Study questions:
1. Please rewrite the paragraph beginning "The horse who best highlights" from the piece on trainer Vaughan in shorter form, keeping its main facts.
2. Name every horse race mentioned in the piece on trainer Vaughan.
3. Carry the piece on trainer Vaughan forward from its final sentence.

Document extract:
......
The horse who best highlights his talent as a trainer is without doubt Robin Hoods Bay. Whereas the majority could not see beyond his blatant imperfections, Vaughan spotted the racehorse and nurtured him to eight wins, close to £200,000 in prize-money and a perfect result in the Group 3 Winter Derby. All in the colours of his long-term supporter and great friend Alan Pickering.
"Robin Hoods Bay gave me great satisfaction," he says. "I bought him cheaply [9,000gns as a yearling], he had poor conformation. He was a challenge to train – he was extremely unsound but he was a racehorse.
"He was a challenge the whole way through but it was a great day when he won the Winter Derby."
While a few good horses have come along, there is no getting away from the irony that, just as he prepares to walk away from it all, the one he has been searching for over the past 16 years is standing just yards from the front door of his red-brick house tucked away in the corner of Machell Place Stables.
Dame Malliot, a gorgeous and towering presence, is "the best I've trained without a doubt" according to Vaughan, yet even after last month's Group 2 victory in the Princess of Wales's Stakes on the neighbouring July course, her trainer was not tempted to delay his bombshell.
"Perhaps a bit of me thought that if it's taken this long to find her, will it take me that long again to find the next one? That's the reality – they don't come along that often. At this stage of my career I'm a realist."
Hoping to sign off with a bang, he continues: "I imagine she'll go to Germany for the Preis von Europa on August 15 but we'll enter her in every fillies' Group 1 race. She'll have an entry in the Romanet and Vermeille, and the EP Taylor in Canada is an option too. I think she'll win one."
An exact date for his departure has not been set and it will not be before Dame Malliot has been given every chance to land her Group 1, but come next year his name will no longer be on the training roster in Britain. That is not, however, to say he will not be training.
......
Data shown:
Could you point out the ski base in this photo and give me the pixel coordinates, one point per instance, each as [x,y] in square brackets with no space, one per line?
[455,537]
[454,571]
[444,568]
......
Expected results:
1. Robin Hoods Bay best shows Vaughan's skill as a trainer. Most people saw only the horse's obvious flaws, but Vaughan recognized a racehorse. He brought him to eight wins, nearly £200,000 in prize-money and victory in the Group 3 Winter Derby. All of it came in the colors of Alan Pickering, his longtime supporter and close friend.

2.
- Winter Derby
- Princess of Wales's Stakes
- Preis von Europa
- Romanet
- Vermeille
- EP Taylor

3.
"I'm not under any pressure to rush into things and we'll see how the next few months play out," he says. "I'm taking away great friendships and it's on to the next journey with no regrets.
"If I want to continue training I'll have to leave Britain. I don't know where I'll go and I'll just take my time but the thought of starting something new is exciting.
"Nothing will give you more pleasure than training. It's 85 per cent disappointment but the buzz of that other 15 per cent and having winners, there's nothing like it.
"Racing is different everywhere but, at the end of the day, horses are horses and the key wherever you go is keeping them sound, happy and mentally wanting to do it."
Where Vaughan is concerned, our loss will no doubt be someone else's gain. The sobering question his departure raises is how many more might follow?
Cecil was a calming influence in the early days
Whatever and wherever the future may be, Ed Vaughan is determined to contribute to the racing industry and, thanks to a varied education in the sport, he is well prepared for his next adventure.
After graduating from the Irish National Stud course, Vaughan spent four years in the United States before returning to Ireland to work for Darley, where he looked after future champion Dubai Millennium as a youngster.
He later assisted dual Cheltenham Gold Cup-winning trainer Noel Chance during the time of Looks Like Trouble, before joining Mtoto’s trainer Alec Stewart in Newmarket.